══ MATERIAL FOR THIS TASK ══

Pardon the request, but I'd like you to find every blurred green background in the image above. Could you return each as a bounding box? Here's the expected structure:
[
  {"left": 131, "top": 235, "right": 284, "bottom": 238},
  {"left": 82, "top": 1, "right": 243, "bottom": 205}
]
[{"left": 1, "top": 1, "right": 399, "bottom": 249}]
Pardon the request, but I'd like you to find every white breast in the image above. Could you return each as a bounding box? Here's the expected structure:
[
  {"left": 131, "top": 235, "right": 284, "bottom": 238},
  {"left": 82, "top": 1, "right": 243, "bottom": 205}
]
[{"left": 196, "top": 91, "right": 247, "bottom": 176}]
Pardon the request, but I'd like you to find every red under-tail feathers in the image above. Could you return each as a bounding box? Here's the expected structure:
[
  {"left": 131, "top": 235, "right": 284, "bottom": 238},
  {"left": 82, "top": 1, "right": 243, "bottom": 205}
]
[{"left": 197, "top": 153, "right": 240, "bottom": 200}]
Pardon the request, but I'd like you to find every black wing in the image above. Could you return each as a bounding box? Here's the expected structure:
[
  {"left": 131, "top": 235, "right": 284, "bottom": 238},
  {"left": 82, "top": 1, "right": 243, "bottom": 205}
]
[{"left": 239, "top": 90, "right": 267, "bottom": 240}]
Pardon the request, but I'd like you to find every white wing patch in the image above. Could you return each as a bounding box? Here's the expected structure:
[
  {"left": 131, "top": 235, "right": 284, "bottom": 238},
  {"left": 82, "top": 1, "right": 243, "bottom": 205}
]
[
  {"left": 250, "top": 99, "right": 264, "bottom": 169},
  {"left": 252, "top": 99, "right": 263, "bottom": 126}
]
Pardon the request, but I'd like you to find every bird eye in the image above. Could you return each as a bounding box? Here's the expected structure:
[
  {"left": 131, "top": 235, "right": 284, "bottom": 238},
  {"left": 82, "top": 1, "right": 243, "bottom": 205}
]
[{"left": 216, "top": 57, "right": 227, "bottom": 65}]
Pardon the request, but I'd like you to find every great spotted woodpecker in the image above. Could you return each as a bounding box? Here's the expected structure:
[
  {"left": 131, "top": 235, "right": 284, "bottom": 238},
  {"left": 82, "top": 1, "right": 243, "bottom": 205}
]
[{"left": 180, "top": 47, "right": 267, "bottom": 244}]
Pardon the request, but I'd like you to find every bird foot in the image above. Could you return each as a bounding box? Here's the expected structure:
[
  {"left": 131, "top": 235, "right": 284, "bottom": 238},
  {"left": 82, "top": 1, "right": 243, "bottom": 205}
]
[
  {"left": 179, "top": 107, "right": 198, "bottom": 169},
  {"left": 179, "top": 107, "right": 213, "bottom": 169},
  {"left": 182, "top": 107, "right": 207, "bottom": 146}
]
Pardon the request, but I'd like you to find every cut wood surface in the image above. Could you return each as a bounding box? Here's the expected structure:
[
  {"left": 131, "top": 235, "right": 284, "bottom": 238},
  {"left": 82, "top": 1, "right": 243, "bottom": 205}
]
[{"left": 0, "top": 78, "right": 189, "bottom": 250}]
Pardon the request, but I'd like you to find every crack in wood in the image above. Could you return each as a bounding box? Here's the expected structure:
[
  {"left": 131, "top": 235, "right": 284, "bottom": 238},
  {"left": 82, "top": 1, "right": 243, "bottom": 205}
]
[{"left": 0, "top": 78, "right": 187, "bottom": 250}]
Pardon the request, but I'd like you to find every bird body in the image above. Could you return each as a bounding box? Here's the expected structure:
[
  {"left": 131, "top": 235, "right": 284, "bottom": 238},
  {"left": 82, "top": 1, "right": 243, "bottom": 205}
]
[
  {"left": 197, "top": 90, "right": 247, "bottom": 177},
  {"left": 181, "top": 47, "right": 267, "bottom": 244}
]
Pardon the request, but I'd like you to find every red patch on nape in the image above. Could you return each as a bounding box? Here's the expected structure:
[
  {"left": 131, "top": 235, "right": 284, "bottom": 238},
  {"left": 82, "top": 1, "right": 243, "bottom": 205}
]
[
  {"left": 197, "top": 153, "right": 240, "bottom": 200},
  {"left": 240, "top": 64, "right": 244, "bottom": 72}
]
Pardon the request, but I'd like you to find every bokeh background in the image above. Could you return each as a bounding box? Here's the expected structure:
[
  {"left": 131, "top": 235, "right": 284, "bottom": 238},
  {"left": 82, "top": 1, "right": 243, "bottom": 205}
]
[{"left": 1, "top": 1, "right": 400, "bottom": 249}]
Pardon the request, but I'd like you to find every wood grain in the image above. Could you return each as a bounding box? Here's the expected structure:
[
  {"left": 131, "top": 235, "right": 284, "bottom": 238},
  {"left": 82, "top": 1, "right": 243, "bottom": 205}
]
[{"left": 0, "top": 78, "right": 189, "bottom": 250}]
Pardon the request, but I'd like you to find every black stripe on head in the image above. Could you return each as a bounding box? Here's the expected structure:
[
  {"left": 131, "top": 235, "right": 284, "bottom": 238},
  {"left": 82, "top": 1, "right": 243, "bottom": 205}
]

═══

### ASSIGNED TASK
Each line of the entries above that includes "bird" counts once; state how many such lines there are, with the number as the only answer.

### EXERCISE OUTPUT
3